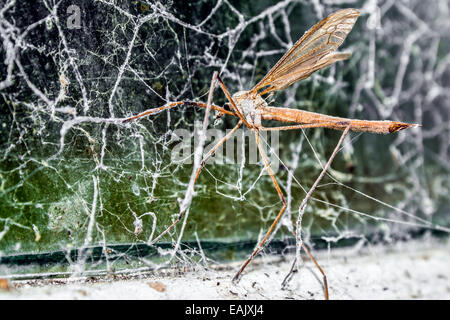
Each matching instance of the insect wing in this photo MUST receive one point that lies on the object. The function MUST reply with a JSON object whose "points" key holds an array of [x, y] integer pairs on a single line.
{"points": [[313, 51]]}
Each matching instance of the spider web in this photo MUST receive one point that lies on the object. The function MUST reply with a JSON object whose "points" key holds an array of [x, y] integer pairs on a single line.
{"points": [[76, 180]]}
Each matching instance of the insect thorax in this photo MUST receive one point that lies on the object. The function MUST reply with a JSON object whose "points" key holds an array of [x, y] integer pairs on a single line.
{"points": [[251, 106]]}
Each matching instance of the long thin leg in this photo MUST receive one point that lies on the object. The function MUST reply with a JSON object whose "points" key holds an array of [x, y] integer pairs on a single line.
{"points": [[202, 165], [294, 269], [280, 194], [302, 210], [178, 103]]}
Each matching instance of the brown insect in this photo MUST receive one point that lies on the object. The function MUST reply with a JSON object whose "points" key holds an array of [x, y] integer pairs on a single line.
{"points": [[315, 50]]}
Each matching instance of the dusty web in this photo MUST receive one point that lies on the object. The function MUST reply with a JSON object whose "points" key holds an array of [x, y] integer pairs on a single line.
{"points": [[76, 180]]}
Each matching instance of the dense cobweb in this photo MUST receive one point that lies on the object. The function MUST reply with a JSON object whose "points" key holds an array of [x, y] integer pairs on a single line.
{"points": [[75, 178]]}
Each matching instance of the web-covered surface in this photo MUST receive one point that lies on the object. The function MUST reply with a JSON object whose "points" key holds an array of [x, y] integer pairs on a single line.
{"points": [[73, 176]]}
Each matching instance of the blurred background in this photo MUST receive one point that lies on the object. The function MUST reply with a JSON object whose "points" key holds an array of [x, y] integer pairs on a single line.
{"points": [[82, 192]]}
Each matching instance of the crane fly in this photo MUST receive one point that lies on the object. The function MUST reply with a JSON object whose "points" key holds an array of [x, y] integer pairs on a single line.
{"points": [[315, 50]]}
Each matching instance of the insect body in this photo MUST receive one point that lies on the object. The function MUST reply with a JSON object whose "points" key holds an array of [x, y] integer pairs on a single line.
{"points": [[313, 51]]}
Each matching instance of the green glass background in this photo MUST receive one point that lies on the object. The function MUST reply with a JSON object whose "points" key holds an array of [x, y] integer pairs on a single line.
{"points": [[46, 192]]}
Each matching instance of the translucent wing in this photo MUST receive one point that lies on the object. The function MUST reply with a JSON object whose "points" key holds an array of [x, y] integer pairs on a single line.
{"points": [[313, 51]]}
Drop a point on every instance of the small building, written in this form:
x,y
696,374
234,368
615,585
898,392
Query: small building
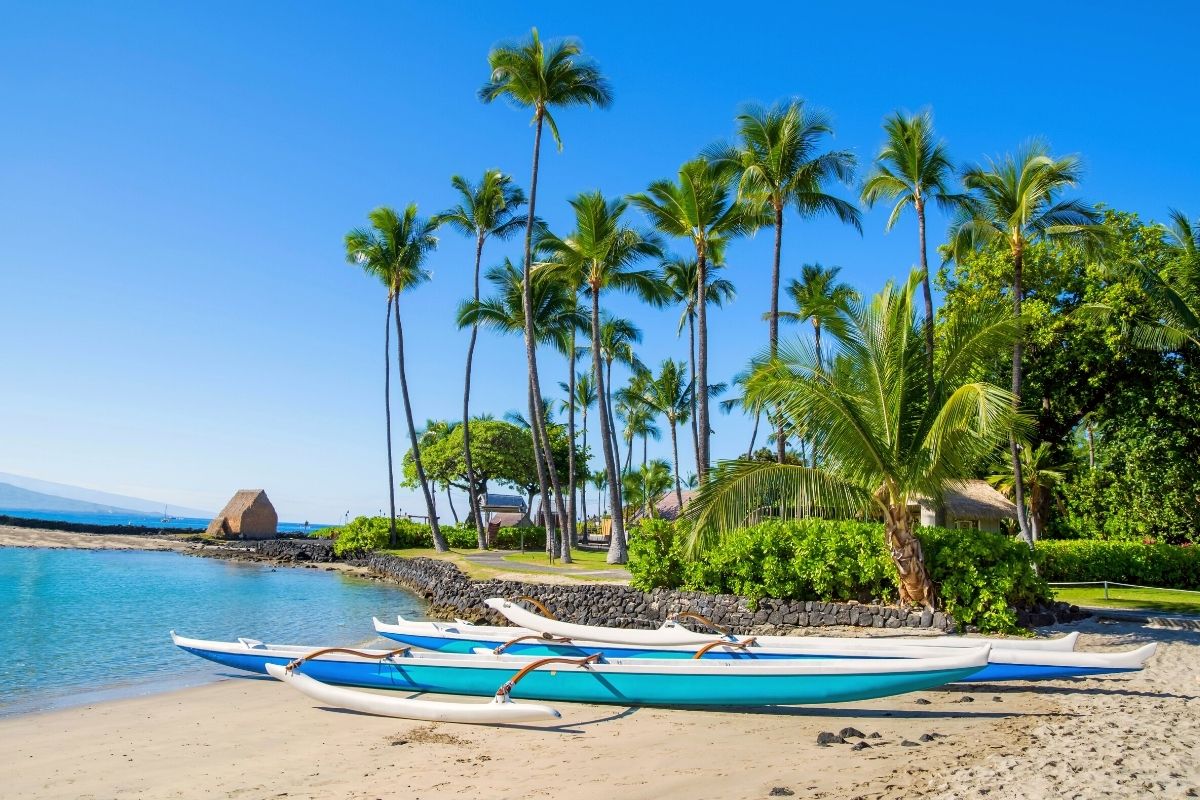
x,y
970,504
249,515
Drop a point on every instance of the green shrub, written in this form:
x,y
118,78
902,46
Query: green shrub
x,y
982,576
1169,566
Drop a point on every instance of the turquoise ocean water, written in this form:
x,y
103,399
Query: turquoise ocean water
x,y
77,626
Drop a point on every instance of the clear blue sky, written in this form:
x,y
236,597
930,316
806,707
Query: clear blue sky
x,y
175,182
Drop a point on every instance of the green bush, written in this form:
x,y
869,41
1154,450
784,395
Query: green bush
x,y
981,576
1169,566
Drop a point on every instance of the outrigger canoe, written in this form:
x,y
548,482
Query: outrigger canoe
x,y
595,679
1002,663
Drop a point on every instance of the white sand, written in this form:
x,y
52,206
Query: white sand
x,y
1120,737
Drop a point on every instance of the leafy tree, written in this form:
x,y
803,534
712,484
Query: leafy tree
x,y
490,209
1017,200
887,438
395,248
543,77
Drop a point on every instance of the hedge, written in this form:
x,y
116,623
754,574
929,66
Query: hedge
x,y
1169,566
982,577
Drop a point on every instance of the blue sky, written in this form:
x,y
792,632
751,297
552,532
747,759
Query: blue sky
x,y
175,182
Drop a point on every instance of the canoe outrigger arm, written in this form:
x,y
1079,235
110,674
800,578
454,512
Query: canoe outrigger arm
x,y
397,651
503,692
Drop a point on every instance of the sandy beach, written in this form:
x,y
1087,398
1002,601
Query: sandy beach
x,y
1125,737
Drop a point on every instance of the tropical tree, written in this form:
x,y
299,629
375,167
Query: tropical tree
x,y
679,275
601,254
543,77
912,167
702,208
670,394
888,440
395,248
490,209
1014,203
779,163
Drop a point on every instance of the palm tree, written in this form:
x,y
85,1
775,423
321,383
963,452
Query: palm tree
x,y
489,209
395,248
1012,204
912,167
600,256
679,275
1041,476
670,395
888,440
701,208
581,396
543,77
822,300
778,162
555,312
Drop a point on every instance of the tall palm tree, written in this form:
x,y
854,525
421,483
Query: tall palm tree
x,y
679,275
395,247
913,166
555,312
779,162
888,439
581,396
670,395
700,206
490,209
822,300
601,254
1013,203
543,77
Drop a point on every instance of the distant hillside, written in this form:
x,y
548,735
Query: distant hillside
x,y
13,498
91,500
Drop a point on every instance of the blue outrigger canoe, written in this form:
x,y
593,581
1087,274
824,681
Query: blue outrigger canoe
x,y
1005,663
595,679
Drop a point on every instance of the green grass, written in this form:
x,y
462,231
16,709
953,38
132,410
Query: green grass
x,y
581,559
1152,600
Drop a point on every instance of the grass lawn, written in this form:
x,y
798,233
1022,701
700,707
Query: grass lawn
x,y
581,559
1151,600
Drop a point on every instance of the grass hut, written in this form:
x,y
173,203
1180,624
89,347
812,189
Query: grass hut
x,y
249,515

SET EXERCISE - Reproduce every line above word for word, from start to end, omitting the pictures.

SOLUTION TO THE EXERCISE -
Each matching instance of the insect wing in this photo MUST receive one point that lies on the object. The function MUST reply with a JSON object whose "points" key holds an array of [x, y] integer pairs on a single line.
{"points": [[313, 51]]}
Each matching instance of the spider web in this photo MUST receive one point that lies on the object. The function MUST reply with a JSON object whose "points" key holds an array of [x, y] integer pairs on a single line.
{"points": [[76, 180]]}
Each matching instance of the insect thorax in this photo MUST receive one point that lies on the object. The function MUST reply with a JSON object whose "points" key holds an array of [x, y] integer pairs on a single line.
{"points": [[251, 106]]}
Each matching instance of the long thin leg in this photo MUST receive one point that lies on the object. The function MUST reply with a JSON object whose "points" key holds an array of [x, y] integer pairs on a single line.
{"points": [[202, 165], [294, 269], [280, 194], [302, 210], [178, 103]]}
Each matching instance of the brown insect in this photo MUST receive one point that lies on the object. The function MUST reply with a JSON object whose "points" key holds an array of [x, y] integer pairs on a single line.
{"points": [[315, 50]]}
Each matching instance of the dusty web in this photo MUST receive one point that lies on the object. The function MUST reply with a JSON object whose "points" key holds an array of [x, y] integer pairs on a single line.
{"points": [[76, 180]]}
Each matching instance of the dense cobweb in this photo MUST receive one point that lies on the object. The function MUST reply with a JSON object whose "points" key holds an array of [x, y] integer pairs on a single line.
{"points": [[75, 178]]}
Each matching instance of the web-covered surface in this photo MUST receive one point that lies on the object. The function MUST reply with a JSON object whose "points" key holds an array of [x, y] integer pairs on a single line.
{"points": [[73, 176]]}
Each matching instance of the blurred background in this photo MUST receive one point that lies on the object. The function MUST reply with a JSON object whose "points" key holds an array of [x, y] integer pairs on a single line.
{"points": [[82, 192]]}
Each matching instance of the crane fly in this photo MUST receive one point that lies on the object. The function MUST reply with a JSON object whose "points" key holds an array of [x, y] integer pairs on a single line.
{"points": [[315, 50]]}
Each matching instance of the insect body in this photo MUST receive one point that lies on the object. The function MUST reply with a JSON object whose "points" key holds an array of [x, y] integer pairs on a single line.
{"points": [[313, 51]]}
Each matching instance of the green glass background in this photo MUST receive one point that lies on the object. The function MUST reply with a JSON object whose "points" key holds an array of [x, y] integer pairs on a single line.
{"points": [[46, 192]]}
Each matching instance of the translucent wing in this photo MUST receive one point that lies on the object. The function MUST reply with a JSON object whose "points" key holds an array of [x, y] integer pairs on a single line.
{"points": [[313, 51]]}
Drop a point on every instance of the small building, written in this form:
x,y
696,374
234,368
615,585
898,392
Query: small building
x,y
970,504
249,515
Drop a point on every instance of the green shrub, written in this form:
x,y
118,78
902,46
Query: green shrub
x,y
982,576
1169,566
Drop a point on every instance of the turquoise ocean water, written in this form:
x,y
103,399
Query: turquoise ocean water
x,y
77,626
Drop a point on every instance of the clear blue sky, written in this form:
x,y
236,597
930,316
806,707
Query: clear blue sky
x,y
175,182
Drop a point on every instance of the green bush, written in this form:
x,y
869,41
1154,450
784,395
Query: green bush
x,y
981,576
1169,566
Drop a point on every instance of the outrigger canoe, written in this form:
x,y
548,482
Query: outrigger canoe
x,y
595,679
1002,663
Drop a point on every instance of the white sand, written in this form:
x,y
52,206
Query: white sand
x,y
1120,737
Drop a point on every instance of the leafy tree, written in this form:
x,y
803,534
712,484
Query: leafy tree
x,y
490,209
1017,200
887,438
395,248
543,77
Drop a point on every instance of the hedge, written in this form:
x,y
116,623
754,574
929,66
Query: hedge
x,y
1169,566
982,577
Drop a point on every instance of the blue sky, written in this form:
x,y
792,632
751,297
552,532
747,759
Query: blue sky
x,y
175,182
Drop a point on every instance of the canoe outrigger arm, written in this form:
x,y
1079,235
110,674
800,578
454,512
Query: canoe outrigger arm
x,y
397,651
503,692
Drop a point on every instance of the sandy beach, written in this form:
x,y
1087,398
1002,601
Query: sandy beach
x,y
1125,737
Drop a point on every instance of the tropical tree, written in this form:
x,y
299,629
375,167
Query: tropical tree
x,y
679,275
601,254
543,77
912,167
702,208
670,394
888,440
395,248
490,209
1014,203
779,163
Drop a point on every instance of the palm tree, written in this form:
x,y
85,1
775,423
321,383
963,452
Query: palm tree
x,y
489,209
395,248
1012,204
912,167
600,256
679,275
1041,476
670,395
888,440
701,208
581,396
543,77
822,300
778,162
555,312
Drop a point on every instance of the tall palm tree, written in this form:
x,y
854,525
421,483
Query: tall palm tree
x,y
679,275
395,247
913,166
555,312
779,162
888,439
581,396
670,395
700,206
490,209
822,300
601,254
1013,203
543,77
Drop a point on every instance of the distant hillside, written in this form:
x,y
548,735
Query: distant hillside
x,y
13,498
91,500
Drop a point on every instance of the blue outrigger canoe, written in this form:
x,y
593,581
1087,274
824,681
Query: blue outrigger canoe
x,y
1005,663
595,679
Drop a point on every instance of the green grass, written in this form:
x,y
462,231
16,709
953,38
132,410
Query: green grass
x,y
581,559
1152,600
Drop a point on every instance of the grass lawn, written in this form:
x,y
798,233
1022,701
700,707
Query: grass lawn
x,y
581,559
1151,600
Drop a point on every instance of the grass hut, written in this form:
x,y
173,203
1180,624
89,347
812,189
Query: grass hut
x,y
249,515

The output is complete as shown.